Copy every line of the entries that includes the word "bottle".

=== Section Start ===

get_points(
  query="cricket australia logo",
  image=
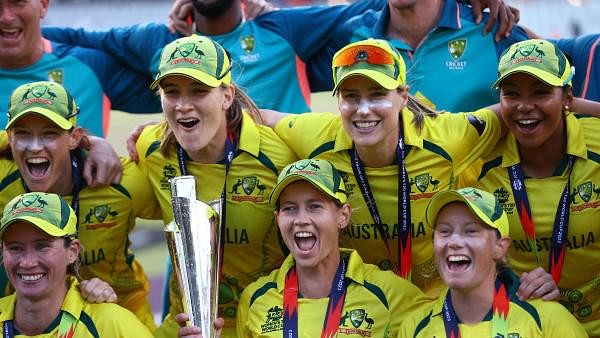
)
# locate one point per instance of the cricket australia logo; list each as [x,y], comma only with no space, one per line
[422,183]
[169,172]
[56,76]
[359,323]
[100,216]
[38,94]
[186,52]
[247,43]
[456,49]
[273,320]
[251,189]
[29,203]
[585,196]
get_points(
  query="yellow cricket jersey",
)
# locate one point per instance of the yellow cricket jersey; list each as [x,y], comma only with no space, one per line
[94,320]
[580,280]
[443,149]
[252,245]
[106,217]
[376,303]
[526,319]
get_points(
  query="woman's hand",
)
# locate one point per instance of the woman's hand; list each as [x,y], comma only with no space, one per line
[194,331]
[96,290]
[537,284]
[102,165]
[132,139]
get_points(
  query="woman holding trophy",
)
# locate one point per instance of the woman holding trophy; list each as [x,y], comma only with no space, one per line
[319,282]
[211,131]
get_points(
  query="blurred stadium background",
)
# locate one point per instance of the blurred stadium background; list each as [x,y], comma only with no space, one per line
[550,18]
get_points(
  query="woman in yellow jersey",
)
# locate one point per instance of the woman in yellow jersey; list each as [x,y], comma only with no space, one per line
[470,243]
[545,175]
[211,131]
[40,251]
[45,154]
[321,289]
[394,154]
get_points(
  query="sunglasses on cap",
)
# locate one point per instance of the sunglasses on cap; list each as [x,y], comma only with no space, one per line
[364,53]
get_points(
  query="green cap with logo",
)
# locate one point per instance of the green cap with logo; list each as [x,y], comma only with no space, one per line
[483,204]
[373,58]
[536,57]
[49,212]
[48,99]
[320,173]
[197,57]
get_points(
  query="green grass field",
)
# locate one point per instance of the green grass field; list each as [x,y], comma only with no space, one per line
[147,244]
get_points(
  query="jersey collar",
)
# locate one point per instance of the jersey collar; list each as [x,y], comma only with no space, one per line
[576,144]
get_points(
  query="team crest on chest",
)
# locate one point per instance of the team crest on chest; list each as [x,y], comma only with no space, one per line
[100,216]
[248,188]
[456,49]
[356,321]
[273,320]
[423,183]
[585,196]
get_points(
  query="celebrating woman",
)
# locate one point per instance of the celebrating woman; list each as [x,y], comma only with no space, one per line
[319,282]
[210,131]
[544,174]
[40,252]
[470,241]
[45,154]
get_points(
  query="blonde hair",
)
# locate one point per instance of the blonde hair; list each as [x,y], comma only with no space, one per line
[241,102]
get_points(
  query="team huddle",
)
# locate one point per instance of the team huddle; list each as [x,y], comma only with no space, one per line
[418,209]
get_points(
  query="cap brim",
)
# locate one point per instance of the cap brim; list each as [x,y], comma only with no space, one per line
[46,113]
[189,73]
[443,198]
[293,178]
[46,227]
[543,76]
[383,80]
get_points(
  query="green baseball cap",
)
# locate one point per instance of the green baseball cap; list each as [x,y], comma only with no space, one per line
[483,204]
[197,57]
[48,99]
[373,58]
[49,212]
[320,173]
[536,57]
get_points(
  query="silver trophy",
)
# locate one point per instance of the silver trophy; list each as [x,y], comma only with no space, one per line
[193,239]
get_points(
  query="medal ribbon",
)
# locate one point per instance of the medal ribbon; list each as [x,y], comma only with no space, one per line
[231,143]
[334,307]
[500,307]
[561,220]
[403,267]
[66,327]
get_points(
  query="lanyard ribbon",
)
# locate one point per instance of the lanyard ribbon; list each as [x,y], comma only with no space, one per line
[66,327]
[561,220]
[231,143]
[403,267]
[500,307]
[334,307]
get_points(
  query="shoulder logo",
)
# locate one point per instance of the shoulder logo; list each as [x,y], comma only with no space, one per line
[169,172]
[457,48]
[247,43]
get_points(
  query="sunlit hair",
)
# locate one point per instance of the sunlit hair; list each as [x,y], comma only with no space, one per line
[241,101]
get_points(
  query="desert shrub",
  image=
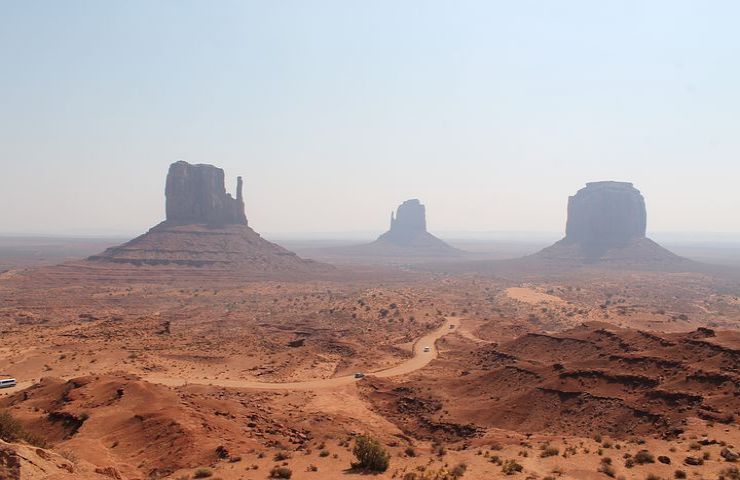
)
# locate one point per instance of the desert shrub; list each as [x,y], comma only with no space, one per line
[459,470]
[510,467]
[11,430]
[606,467]
[643,456]
[203,473]
[370,454]
[733,473]
[281,456]
[549,451]
[281,472]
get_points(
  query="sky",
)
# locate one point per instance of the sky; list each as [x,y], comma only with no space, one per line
[490,112]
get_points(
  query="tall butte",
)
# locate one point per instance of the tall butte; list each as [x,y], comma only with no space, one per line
[408,233]
[205,227]
[607,222]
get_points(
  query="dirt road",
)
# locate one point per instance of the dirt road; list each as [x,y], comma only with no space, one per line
[419,360]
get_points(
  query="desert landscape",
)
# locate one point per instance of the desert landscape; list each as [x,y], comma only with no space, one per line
[200,350]
[385,240]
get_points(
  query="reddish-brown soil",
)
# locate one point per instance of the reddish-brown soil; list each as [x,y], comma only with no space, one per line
[594,365]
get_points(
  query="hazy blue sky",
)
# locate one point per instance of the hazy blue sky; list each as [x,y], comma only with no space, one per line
[490,112]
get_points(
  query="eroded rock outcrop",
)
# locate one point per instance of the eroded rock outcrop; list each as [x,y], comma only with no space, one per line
[196,195]
[408,223]
[409,230]
[205,227]
[606,224]
[611,213]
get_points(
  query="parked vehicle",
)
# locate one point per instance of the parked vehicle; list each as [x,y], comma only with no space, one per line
[8,382]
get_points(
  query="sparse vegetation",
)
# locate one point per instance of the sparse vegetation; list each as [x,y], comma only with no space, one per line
[11,430]
[281,472]
[510,467]
[370,454]
[643,456]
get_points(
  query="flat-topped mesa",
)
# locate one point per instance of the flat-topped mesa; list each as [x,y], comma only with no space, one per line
[196,194]
[409,221]
[606,213]
[606,224]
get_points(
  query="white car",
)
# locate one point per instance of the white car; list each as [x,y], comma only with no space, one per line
[8,382]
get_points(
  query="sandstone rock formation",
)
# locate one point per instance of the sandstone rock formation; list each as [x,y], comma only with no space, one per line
[609,213]
[409,229]
[196,195]
[205,227]
[607,223]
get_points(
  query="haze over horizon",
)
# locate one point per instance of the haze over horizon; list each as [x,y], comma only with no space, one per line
[490,113]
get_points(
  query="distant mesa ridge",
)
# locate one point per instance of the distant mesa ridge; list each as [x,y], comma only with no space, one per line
[607,222]
[606,212]
[205,227]
[195,194]
[408,230]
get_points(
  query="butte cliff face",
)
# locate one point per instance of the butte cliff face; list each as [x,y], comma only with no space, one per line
[408,232]
[607,223]
[205,227]
[610,213]
[196,195]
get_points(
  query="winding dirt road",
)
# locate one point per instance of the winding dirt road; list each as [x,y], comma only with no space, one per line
[419,360]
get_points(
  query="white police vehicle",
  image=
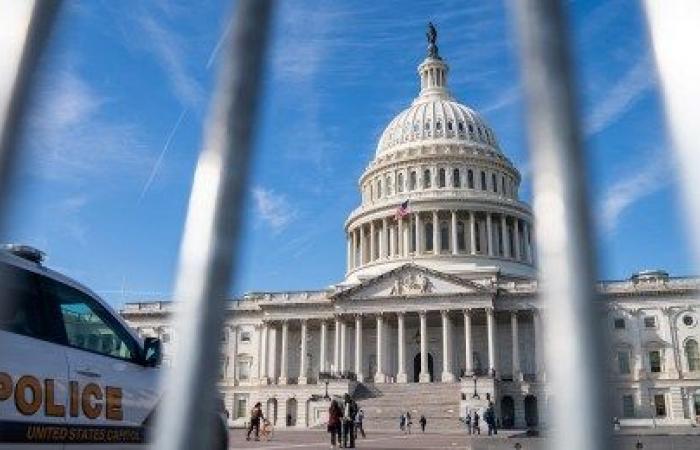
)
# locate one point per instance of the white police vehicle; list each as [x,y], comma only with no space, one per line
[73,375]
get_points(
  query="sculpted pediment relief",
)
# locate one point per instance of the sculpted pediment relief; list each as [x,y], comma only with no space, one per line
[411,280]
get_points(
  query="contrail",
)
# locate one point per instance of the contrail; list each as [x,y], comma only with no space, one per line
[156,166]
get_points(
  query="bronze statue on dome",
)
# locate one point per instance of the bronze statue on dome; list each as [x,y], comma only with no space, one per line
[431,35]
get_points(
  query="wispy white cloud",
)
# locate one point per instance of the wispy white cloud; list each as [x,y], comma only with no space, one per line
[273,209]
[621,97]
[638,184]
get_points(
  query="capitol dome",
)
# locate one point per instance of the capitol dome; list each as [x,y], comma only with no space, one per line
[439,192]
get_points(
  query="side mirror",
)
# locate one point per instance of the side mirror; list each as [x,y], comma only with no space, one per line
[152,352]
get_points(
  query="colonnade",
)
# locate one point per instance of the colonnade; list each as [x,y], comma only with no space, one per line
[339,365]
[440,232]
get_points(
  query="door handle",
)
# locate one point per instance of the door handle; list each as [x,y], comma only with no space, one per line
[88,373]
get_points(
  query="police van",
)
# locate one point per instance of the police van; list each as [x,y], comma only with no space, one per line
[73,375]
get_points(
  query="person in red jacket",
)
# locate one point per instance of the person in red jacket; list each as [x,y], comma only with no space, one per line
[335,416]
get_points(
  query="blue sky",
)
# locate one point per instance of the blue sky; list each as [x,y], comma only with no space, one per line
[115,129]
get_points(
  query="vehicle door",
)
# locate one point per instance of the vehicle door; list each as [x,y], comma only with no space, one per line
[117,392]
[33,367]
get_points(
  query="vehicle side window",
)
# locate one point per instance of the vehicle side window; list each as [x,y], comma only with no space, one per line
[88,325]
[21,311]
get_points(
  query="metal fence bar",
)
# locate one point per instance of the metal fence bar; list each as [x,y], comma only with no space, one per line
[674,26]
[43,17]
[577,411]
[209,242]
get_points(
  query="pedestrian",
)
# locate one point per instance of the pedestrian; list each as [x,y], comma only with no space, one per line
[358,424]
[255,417]
[490,418]
[349,414]
[335,414]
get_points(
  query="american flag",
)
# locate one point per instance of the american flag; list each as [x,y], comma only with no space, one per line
[402,210]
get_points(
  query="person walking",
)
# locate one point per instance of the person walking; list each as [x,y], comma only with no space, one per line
[349,414]
[358,424]
[255,418]
[335,414]
[475,423]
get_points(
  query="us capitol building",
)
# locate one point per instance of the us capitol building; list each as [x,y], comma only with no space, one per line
[438,311]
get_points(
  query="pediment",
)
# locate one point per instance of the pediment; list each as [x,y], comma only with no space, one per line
[411,280]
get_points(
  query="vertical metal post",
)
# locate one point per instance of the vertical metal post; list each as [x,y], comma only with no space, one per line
[43,17]
[565,250]
[673,25]
[209,242]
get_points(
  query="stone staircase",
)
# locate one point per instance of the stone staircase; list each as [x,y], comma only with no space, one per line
[384,403]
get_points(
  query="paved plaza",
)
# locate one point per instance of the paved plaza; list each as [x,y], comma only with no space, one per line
[317,439]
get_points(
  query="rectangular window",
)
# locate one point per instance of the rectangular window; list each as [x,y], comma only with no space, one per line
[655,361]
[623,362]
[627,406]
[660,405]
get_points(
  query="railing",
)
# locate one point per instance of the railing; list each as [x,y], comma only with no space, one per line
[579,418]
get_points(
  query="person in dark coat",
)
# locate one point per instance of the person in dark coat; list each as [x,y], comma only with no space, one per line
[335,415]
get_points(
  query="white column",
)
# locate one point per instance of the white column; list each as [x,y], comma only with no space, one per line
[372,239]
[283,353]
[233,352]
[302,355]
[424,376]
[504,236]
[491,326]
[468,352]
[472,233]
[401,376]
[336,346]
[489,234]
[516,238]
[382,242]
[419,235]
[447,374]
[362,245]
[436,234]
[379,377]
[358,349]
[455,246]
[324,345]
[517,374]
[343,348]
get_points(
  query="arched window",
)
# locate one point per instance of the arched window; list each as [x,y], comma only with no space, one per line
[428,236]
[692,354]
[444,236]
[461,242]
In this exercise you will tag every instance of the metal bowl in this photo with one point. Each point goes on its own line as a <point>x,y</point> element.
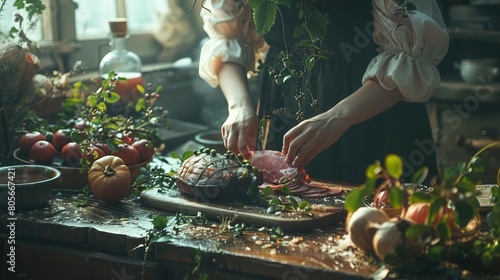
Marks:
<point>26,186</point>
<point>71,177</point>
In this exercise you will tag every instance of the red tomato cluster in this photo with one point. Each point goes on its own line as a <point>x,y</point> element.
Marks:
<point>42,150</point>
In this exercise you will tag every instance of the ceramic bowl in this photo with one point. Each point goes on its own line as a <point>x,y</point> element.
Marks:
<point>71,177</point>
<point>26,186</point>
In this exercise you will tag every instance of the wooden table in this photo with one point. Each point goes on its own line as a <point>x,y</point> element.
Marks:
<point>64,241</point>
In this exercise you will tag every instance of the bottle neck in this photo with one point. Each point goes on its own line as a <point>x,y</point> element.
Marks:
<point>118,43</point>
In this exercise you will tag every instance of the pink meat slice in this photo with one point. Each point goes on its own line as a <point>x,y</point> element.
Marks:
<point>277,173</point>
<point>273,166</point>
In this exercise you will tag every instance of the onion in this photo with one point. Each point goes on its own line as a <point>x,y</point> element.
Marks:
<point>362,226</point>
<point>389,236</point>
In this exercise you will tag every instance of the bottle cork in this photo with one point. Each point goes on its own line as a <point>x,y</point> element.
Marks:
<point>118,27</point>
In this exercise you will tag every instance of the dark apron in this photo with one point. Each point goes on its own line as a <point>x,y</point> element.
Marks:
<point>397,130</point>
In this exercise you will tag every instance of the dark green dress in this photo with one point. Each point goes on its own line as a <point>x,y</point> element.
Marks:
<point>398,130</point>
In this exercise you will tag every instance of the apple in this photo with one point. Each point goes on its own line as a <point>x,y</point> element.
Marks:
<point>71,154</point>
<point>94,153</point>
<point>128,138</point>
<point>145,148</point>
<point>27,140</point>
<point>128,154</point>
<point>42,152</point>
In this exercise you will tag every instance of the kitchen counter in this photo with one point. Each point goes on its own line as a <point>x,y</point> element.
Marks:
<point>64,241</point>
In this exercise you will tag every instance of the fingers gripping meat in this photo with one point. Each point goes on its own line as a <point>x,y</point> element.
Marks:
<point>277,173</point>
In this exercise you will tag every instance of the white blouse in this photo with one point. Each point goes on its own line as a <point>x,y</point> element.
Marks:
<point>407,59</point>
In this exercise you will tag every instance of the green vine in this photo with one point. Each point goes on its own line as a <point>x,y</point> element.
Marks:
<point>295,64</point>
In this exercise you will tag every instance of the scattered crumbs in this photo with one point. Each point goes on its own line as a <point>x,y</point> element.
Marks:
<point>296,240</point>
<point>268,245</point>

=== Section End ===

## Task result
In this exercise you will tag every instance of the bottle neck in this photo with one point. Each point goes on its own line as a <point>x,y</point> element.
In this exercise you will tag every instance of the bottle cork in this photo with one point. Each point goes on its own line as a <point>x,y</point> element.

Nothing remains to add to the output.